▶ _Task objective_: Report every line of the rows below that contains the string "Target", copying each such line in full. Matching is case-sensitive.

▶ _Records for this task_:
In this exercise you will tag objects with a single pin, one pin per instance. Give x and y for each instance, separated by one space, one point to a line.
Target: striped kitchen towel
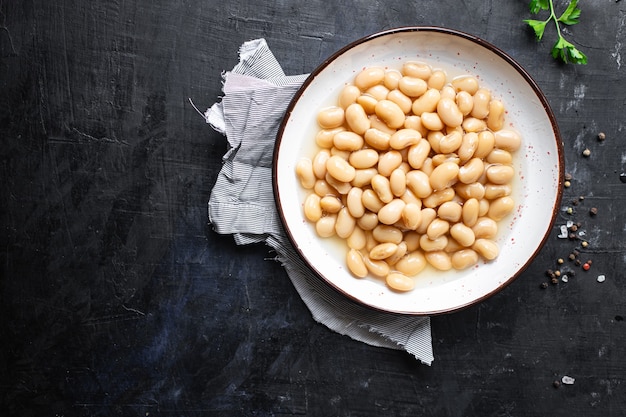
256 95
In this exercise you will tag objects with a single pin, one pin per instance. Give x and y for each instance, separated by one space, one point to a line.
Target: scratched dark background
117 298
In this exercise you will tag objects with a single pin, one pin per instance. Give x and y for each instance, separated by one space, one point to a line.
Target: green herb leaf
571 15
562 49
538 26
537 5
568 52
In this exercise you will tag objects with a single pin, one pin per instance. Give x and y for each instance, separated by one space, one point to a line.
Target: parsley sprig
562 48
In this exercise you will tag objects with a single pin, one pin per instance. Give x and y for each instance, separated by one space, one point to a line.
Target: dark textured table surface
118 298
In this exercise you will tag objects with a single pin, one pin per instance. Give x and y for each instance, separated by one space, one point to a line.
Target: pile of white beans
412 169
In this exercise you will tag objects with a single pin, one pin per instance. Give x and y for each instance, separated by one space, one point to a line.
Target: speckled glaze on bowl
538 164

▶ _Result_:
Target: striped kitchen towel
Target: scratched dark background
Target: green herb leaf
Target: parsley sprig
Target: dark textured table surface
Target: pile of white beans
Target: speckled glaze on bowl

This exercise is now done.